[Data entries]
-*-
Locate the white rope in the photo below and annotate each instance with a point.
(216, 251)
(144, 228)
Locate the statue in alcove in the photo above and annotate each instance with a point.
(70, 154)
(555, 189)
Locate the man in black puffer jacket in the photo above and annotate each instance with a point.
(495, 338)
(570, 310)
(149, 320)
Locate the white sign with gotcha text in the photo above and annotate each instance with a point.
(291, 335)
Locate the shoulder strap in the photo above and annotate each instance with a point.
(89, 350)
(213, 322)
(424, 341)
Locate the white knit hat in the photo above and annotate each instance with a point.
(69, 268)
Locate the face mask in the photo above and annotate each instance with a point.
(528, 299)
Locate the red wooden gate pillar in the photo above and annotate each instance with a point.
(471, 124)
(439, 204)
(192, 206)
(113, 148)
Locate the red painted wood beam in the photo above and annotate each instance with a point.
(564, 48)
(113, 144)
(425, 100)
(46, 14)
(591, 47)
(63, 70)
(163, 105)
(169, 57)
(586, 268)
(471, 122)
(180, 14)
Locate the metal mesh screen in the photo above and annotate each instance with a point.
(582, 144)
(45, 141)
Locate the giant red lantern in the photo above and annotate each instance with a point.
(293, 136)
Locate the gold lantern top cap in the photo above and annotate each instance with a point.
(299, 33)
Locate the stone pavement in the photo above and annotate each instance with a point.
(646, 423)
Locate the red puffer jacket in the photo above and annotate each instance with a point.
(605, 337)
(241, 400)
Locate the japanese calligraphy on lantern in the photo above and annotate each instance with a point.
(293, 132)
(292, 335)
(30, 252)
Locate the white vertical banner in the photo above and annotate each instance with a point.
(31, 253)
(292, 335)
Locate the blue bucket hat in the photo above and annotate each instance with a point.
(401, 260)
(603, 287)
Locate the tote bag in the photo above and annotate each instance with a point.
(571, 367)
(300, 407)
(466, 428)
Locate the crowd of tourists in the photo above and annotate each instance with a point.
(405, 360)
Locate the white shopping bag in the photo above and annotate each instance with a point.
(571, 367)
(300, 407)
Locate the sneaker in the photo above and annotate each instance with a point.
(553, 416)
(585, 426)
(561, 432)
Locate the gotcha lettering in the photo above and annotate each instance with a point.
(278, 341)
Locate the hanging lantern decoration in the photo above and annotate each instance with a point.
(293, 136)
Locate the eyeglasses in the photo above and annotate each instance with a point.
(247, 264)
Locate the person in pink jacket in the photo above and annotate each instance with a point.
-*-
Copy the entries exactly as they appear.

**REPLY TO THE TASK:**
Locate the white rope in the photo below and annotate each instance with a point.
(216, 251)
(144, 228)
Locate the statue in alcove in the photo above and annotate each instance with a point.
(70, 154)
(555, 189)
Locate the man in black puffer jacket in the photo above and annotate each instance with a point.
(495, 338)
(570, 310)
(149, 320)
Locate the white sign with gotcha text in the photo above and annotate each instance with a point.
(291, 335)
Locate the shoulder strap in the photo above and annotate each instance with a point.
(89, 350)
(213, 322)
(424, 341)
Locate the white knit hat in the photo above and annotate each instance with a point.
(69, 268)
Locate the face mask in the photo above and annotate each instance with a point.
(528, 299)
Locate the red wooden gate pillar in the photo above and annotate each instance with a point.
(471, 124)
(439, 204)
(192, 206)
(113, 148)
Locate the red painted wood beam in the photo above and annotate each instance with a point.
(564, 48)
(113, 144)
(425, 100)
(46, 14)
(591, 47)
(63, 70)
(163, 105)
(169, 57)
(586, 268)
(471, 122)
(180, 14)
Locate the metal mesh screen in the photo above and annotate each instance with a point.
(582, 144)
(45, 141)
Locate the giant red lantern in the photo above and annotate each instance with a point.
(293, 136)
Locate the gold lantern top cap in the photo above and annotate each instance with a point.
(299, 33)
Locate the stone pavement in the photo above and annotate each instance with a point.
(646, 423)
Locate the red puffer jacket in the photo above and annotate each instance with a point.
(605, 337)
(241, 400)
Locate the japanese calligraphy on lantern in the photo above and annotate each instance with a point.
(293, 132)
(292, 335)
(30, 252)
Locate the white vertical banner in the photo above and annotate each instance with a point.
(31, 253)
(292, 335)
Locate the blue bucket hat in the photo above and annotate each instance with a point.
(401, 260)
(603, 287)
Locate the tote bag in the photo above and annotate each instance with a point.
(571, 367)
(300, 407)
(466, 428)
Locate the crowd of tourists in the photo above and annotate each instance with a point.
(405, 360)
Locate the white shopping bag in the photo above and annotate each instance with a point.
(571, 367)
(300, 407)
Locate the sneaker in the photo above and annotate each instance with a point.
(553, 416)
(585, 426)
(561, 432)
Locate the gotcha lettering in the photo above and annotate each instance with a point.
(278, 341)
Locate the hanging lantern decoration in the photo above and annotate each instance with a point.
(293, 136)
Locate the eyeglasses in the photo above and annotate each instance with a point.
(247, 264)
Locate the person in pink jacket in the photo above and annotate each instance with a point.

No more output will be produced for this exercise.